### Data section

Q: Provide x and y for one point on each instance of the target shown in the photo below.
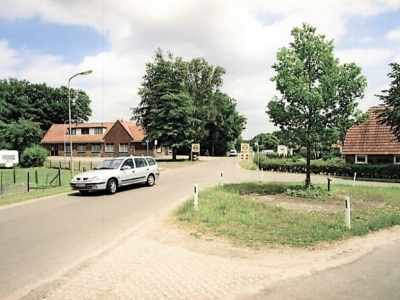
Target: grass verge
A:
(226, 212)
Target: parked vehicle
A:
(116, 172)
(233, 152)
(9, 158)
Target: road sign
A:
(195, 147)
(245, 147)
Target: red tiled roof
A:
(57, 132)
(136, 131)
(370, 137)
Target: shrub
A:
(34, 156)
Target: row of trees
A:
(181, 103)
(28, 110)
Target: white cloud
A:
(242, 36)
(393, 35)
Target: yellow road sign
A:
(195, 147)
(245, 147)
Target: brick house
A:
(370, 142)
(103, 139)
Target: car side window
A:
(151, 161)
(128, 163)
(140, 162)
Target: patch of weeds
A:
(303, 192)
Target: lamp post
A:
(258, 155)
(65, 133)
(69, 118)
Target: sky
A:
(49, 41)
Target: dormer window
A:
(98, 130)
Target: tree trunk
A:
(308, 168)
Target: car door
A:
(141, 169)
(127, 172)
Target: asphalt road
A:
(42, 239)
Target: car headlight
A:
(95, 178)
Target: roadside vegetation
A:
(41, 184)
(284, 214)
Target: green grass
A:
(40, 185)
(226, 212)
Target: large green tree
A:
(22, 102)
(181, 104)
(318, 94)
(40, 103)
(166, 110)
(18, 135)
(390, 114)
(265, 141)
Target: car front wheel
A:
(112, 186)
(150, 180)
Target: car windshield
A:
(109, 164)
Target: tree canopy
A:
(390, 115)
(318, 94)
(181, 104)
(28, 110)
(265, 141)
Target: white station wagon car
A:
(115, 172)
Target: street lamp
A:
(258, 155)
(65, 133)
(69, 118)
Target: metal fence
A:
(13, 181)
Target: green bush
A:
(34, 156)
(334, 167)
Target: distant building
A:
(101, 139)
(370, 142)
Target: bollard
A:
(196, 197)
(347, 206)
(329, 184)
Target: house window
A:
(361, 159)
(110, 147)
(123, 147)
(73, 130)
(81, 147)
(98, 130)
(95, 147)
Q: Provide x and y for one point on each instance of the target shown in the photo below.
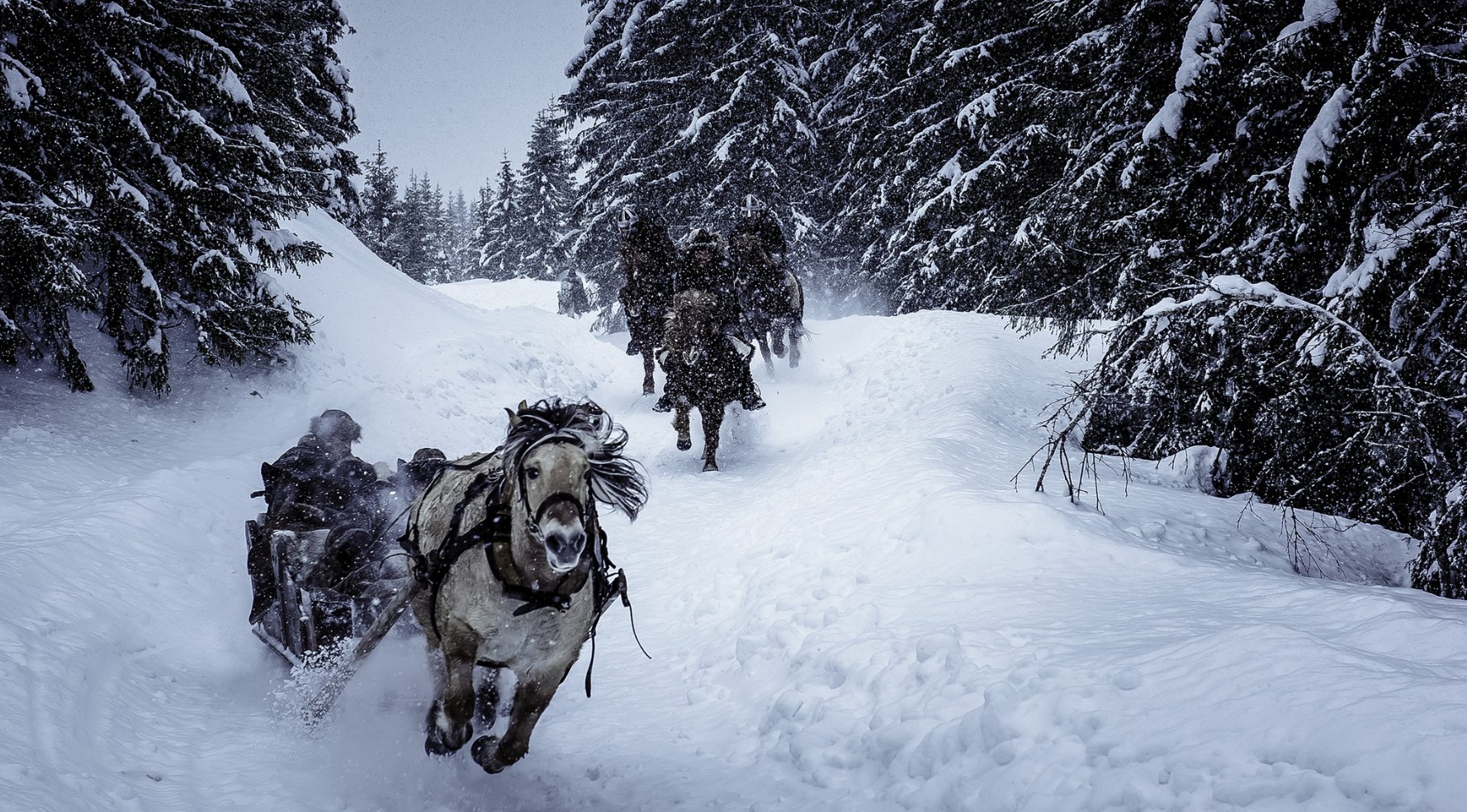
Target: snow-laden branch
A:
(1204, 28)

######

Exercise aim: All records, pictures excluded: copy them exactly.

Worked solution:
Q: Provide x and y for one point on each instance of the target shown in the photo below.
Target: grass verge
A:
(226, 212)
Target: parked vehicle
A:
(116, 172)
(233, 152)
(9, 158)
Target: road sign
A:
(195, 147)
(245, 147)
Target: red tiled roof
A:
(57, 132)
(136, 131)
(370, 137)
Target: shrub
A:
(34, 156)
Target: row of trees
A:
(181, 103)
(28, 110)
Target: white cloud
A:
(242, 36)
(393, 35)
Target: yellow road sign
A:
(195, 147)
(245, 147)
Target: brick house
A:
(370, 142)
(103, 139)
Target: car side window
A:
(151, 161)
(128, 163)
(140, 162)
Target: patch of weeds
A:
(303, 192)
Target: lamp post
A:
(258, 155)
(65, 133)
(69, 118)
Target: sky
A:
(49, 41)
Target: dormer window
A:
(98, 130)
Target: tree trunk
A:
(308, 168)
Target: car door
A:
(141, 169)
(127, 172)
Target: asphalt road
A:
(42, 239)
Target: car headlight
A:
(95, 178)
Target: roadside vegetation
A:
(41, 184)
(284, 214)
Target: green grass
A:
(40, 185)
(226, 212)
Target: large green tree
A:
(22, 102)
(181, 104)
(318, 94)
(40, 103)
(166, 110)
(18, 135)
(390, 114)
(265, 141)
Target: car front wheel
A:
(112, 186)
(150, 180)
Target: car windshield
A:
(109, 164)
Target: tree canopy
A:
(390, 115)
(318, 94)
(181, 104)
(28, 110)
(265, 141)
Target: white station wagon car
A:
(115, 172)
Target: street lamp
A:
(258, 155)
(65, 133)
(69, 118)
Target: metal fence
A:
(13, 181)
Target: green bush
A:
(34, 156)
(334, 167)
Target: distant building
A:
(101, 139)
(370, 142)
Target: bollard
A:
(196, 197)
(347, 206)
(329, 184)
Target: house window
A:
(361, 159)
(110, 147)
(123, 147)
(73, 130)
(81, 147)
(98, 130)
(95, 147)
Q: Provide x and y for one point on each instance of the target shown in the photo below.
Target: snow-laden branch
A:
(1204, 28)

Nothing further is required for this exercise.